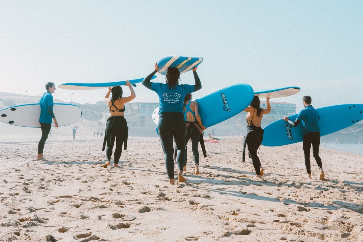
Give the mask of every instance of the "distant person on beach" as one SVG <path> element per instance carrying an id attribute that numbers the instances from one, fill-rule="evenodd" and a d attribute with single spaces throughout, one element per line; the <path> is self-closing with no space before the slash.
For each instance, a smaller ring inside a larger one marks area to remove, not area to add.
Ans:
<path id="1" fill-rule="evenodd" d="M 76 139 L 76 128 L 74 126 L 73 126 L 73 128 L 72 129 L 72 133 L 73 133 L 73 139 Z"/>
<path id="2" fill-rule="evenodd" d="M 196 174 L 199 173 L 199 153 L 198 151 L 198 144 L 202 130 L 206 128 L 203 126 L 198 111 L 198 103 L 191 101 L 192 94 L 188 93 L 184 98 L 184 119 L 187 126 L 187 136 L 185 146 L 189 139 L 192 139 L 192 150 Z M 183 171 L 187 171 L 187 151 L 184 151 L 184 165 Z"/>
<path id="3" fill-rule="evenodd" d="M 166 76 L 166 83 L 150 82 L 151 78 L 159 70 L 155 63 L 155 70 L 142 81 L 142 84 L 156 93 L 159 97 L 159 121 L 158 124 L 160 140 L 165 155 L 165 165 L 169 183 L 174 185 L 174 162 L 173 160 L 173 136 L 175 140 L 179 156 L 176 161 L 179 165 L 178 180 L 184 181 L 183 169 L 187 127 L 184 120 L 183 101 L 185 95 L 201 88 L 200 80 L 197 74 L 197 67 L 193 69 L 195 85 L 179 84 L 180 72 L 175 68 L 169 67 Z"/>
<path id="4" fill-rule="evenodd" d="M 135 91 L 128 81 L 126 81 L 125 85 L 130 89 L 131 95 L 129 97 L 122 97 L 122 88 L 119 86 L 109 87 L 109 91 L 105 97 L 105 101 L 109 107 L 110 116 L 106 122 L 106 129 L 105 132 L 105 139 L 102 150 L 105 150 L 106 142 L 106 163 L 102 165 L 106 168 L 110 165 L 112 149 L 116 140 L 116 148 L 113 166 L 119 167 L 118 164 L 122 152 L 122 144 L 124 144 L 124 149 L 126 150 L 127 143 L 128 127 L 126 119 L 124 117 L 125 111 L 125 103 L 132 100 L 136 97 Z M 112 97 L 110 98 L 110 94 L 112 93 Z M 120 108 L 121 108 L 121 109 Z M 98 132 L 97 131 L 97 135 Z M 125 143 L 124 144 L 124 143 Z"/>
<path id="5" fill-rule="evenodd" d="M 52 94 L 56 90 L 56 86 L 53 82 L 47 82 L 45 84 L 46 91 L 43 94 L 39 101 L 40 106 L 40 116 L 39 123 L 42 130 L 42 137 L 38 144 L 38 154 L 37 160 L 46 160 L 43 156 L 45 140 L 48 138 L 48 135 L 50 131 L 52 126 L 52 120 L 54 122 L 54 127 L 58 128 L 58 123 L 53 113 L 53 96 Z"/>
<path id="6" fill-rule="evenodd" d="M 270 98 L 266 98 L 267 108 L 261 108 L 260 107 L 260 98 L 255 96 L 248 107 L 245 109 L 247 112 L 246 121 L 247 124 L 247 133 L 243 139 L 243 152 L 242 161 L 245 161 L 246 145 L 248 148 L 248 154 L 253 164 L 256 177 L 261 178 L 264 175 L 264 169 L 261 165 L 260 158 L 257 155 L 257 150 L 262 142 L 264 138 L 264 130 L 261 128 L 261 121 L 264 114 L 269 113 L 271 110 Z"/>
<path id="7" fill-rule="evenodd" d="M 287 116 L 284 117 L 282 119 L 294 127 L 297 126 L 301 122 L 302 122 L 304 127 L 302 147 L 304 150 L 305 165 L 306 167 L 308 177 L 309 179 L 312 179 L 310 167 L 310 148 L 312 144 L 313 155 L 320 170 L 319 179 L 323 180 L 325 177 L 323 165 L 321 159 L 319 155 L 320 130 L 318 124 L 320 117 L 319 112 L 311 106 L 311 98 L 310 96 L 303 97 L 302 102 L 305 108 L 300 111 L 294 121 L 293 122 L 289 119 Z"/>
════
- _WHAT YOU HAVE TO DO_
Repeat every item above with "distant person on beach" swapped for "faraway figure on the sand" and nothing else changed. Leave out the pictures.

- _REPLY_
Give the mask of every instance of the "faraway figure on the sand" as one SVG <path> element per instance carrying an id attribute that numbers the instances from one, fill-rule="evenodd" and a d attribute with single spaces throughout, one element per line; the <path> is self-closing with no space before the slash.
For each instance, a smaller ring inside a larger one marks area to remove, not area to add.
Ans:
<path id="1" fill-rule="evenodd" d="M 76 139 L 76 128 L 74 126 L 73 126 L 73 128 L 72 129 L 72 133 L 73 133 L 73 139 Z"/>
<path id="2" fill-rule="evenodd" d="M 196 174 L 199 173 L 199 153 L 198 151 L 198 144 L 202 130 L 206 128 L 203 126 L 198 111 L 198 103 L 191 101 L 192 94 L 188 93 L 184 98 L 184 119 L 187 126 L 187 136 L 185 146 L 189 139 L 192 139 L 192 150 Z M 183 171 L 187 171 L 187 151 L 184 151 L 184 165 Z"/>
<path id="3" fill-rule="evenodd" d="M 166 76 L 166 83 L 150 82 L 151 78 L 159 70 L 155 63 L 155 70 L 142 81 L 142 84 L 156 93 L 159 97 L 159 121 L 158 124 L 160 140 L 165 155 L 165 165 L 169 183 L 174 185 L 174 162 L 173 160 L 173 136 L 175 140 L 179 156 L 176 161 L 179 165 L 178 180 L 184 181 L 183 169 L 187 127 L 184 120 L 183 101 L 185 95 L 201 88 L 200 80 L 197 74 L 197 67 L 193 69 L 195 85 L 179 84 L 180 72 L 175 68 L 169 67 Z"/>
<path id="4" fill-rule="evenodd" d="M 135 91 L 128 81 L 126 81 L 125 85 L 130 89 L 131 95 L 129 97 L 122 97 L 122 88 L 119 86 L 109 87 L 109 91 L 105 97 L 105 101 L 109 107 L 110 116 L 106 122 L 106 129 L 105 132 L 105 139 L 102 150 L 105 150 L 106 142 L 106 163 L 102 165 L 106 168 L 110 165 L 112 149 L 116 140 L 116 148 L 113 166 L 119 167 L 118 164 L 122 152 L 122 144 L 124 144 L 124 149 L 126 150 L 127 143 L 128 127 L 126 119 L 124 117 L 125 111 L 125 103 L 132 100 L 136 97 Z M 112 97 L 110 98 L 110 94 L 112 93 Z M 120 108 L 121 108 L 121 109 Z M 98 132 L 97 131 L 97 135 Z M 125 143 L 124 144 L 124 143 Z"/>
<path id="5" fill-rule="evenodd" d="M 52 94 L 56 90 L 56 86 L 53 82 L 47 82 L 45 84 L 46 91 L 43 94 L 39 101 L 40 106 L 40 116 L 39 123 L 42 130 L 42 137 L 38 144 L 38 154 L 37 160 L 46 160 L 43 156 L 45 140 L 48 138 L 48 135 L 50 131 L 52 126 L 52 120 L 54 122 L 54 127 L 58 128 L 58 123 L 53 113 L 53 96 Z"/>
<path id="6" fill-rule="evenodd" d="M 270 98 L 266 98 L 267 108 L 261 108 L 260 107 L 260 98 L 255 96 L 248 107 L 245 109 L 247 112 L 246 121 L 247 124 L 247 133 L 243 139 L 243 152 L 242 161 L 245 161 L 246 145 L 248 148 L 248 154 L 253 164 L 256 177 L 261 178 L 264 175 L 264 169 L 261 165 L 260 158 L 257 155 L 257 150 L 262 142 L 264 138 L 264 130 L 261 128 L 261 121 L 264 114 L 269 113 L 271 110 Z"/>
<path id="7" fill-rule="evenodd" d="M 287 116 L 284 117 L 282 119 L 294 127 L 297 126 L 301 122 L 302 122 L 304 127 L 302 147 L 304 150 L 305 165 L 306 167 L 308 177 L 309 179 L 312 179 L 310 167 L 310 148 L 312 144 L 313 155 L 320 170 L 319 179 L 323 180 L 325 177 L 323 165 L 321 159 L 319 155 L 320 130 L 318 124 L 320 117 L 319 112 L 311 106 L 311 98 L 310 96 L 303 97 L 302 102 L 305 108 L 300 111 L 294 121 L 293 122 L 289 119 Z"/>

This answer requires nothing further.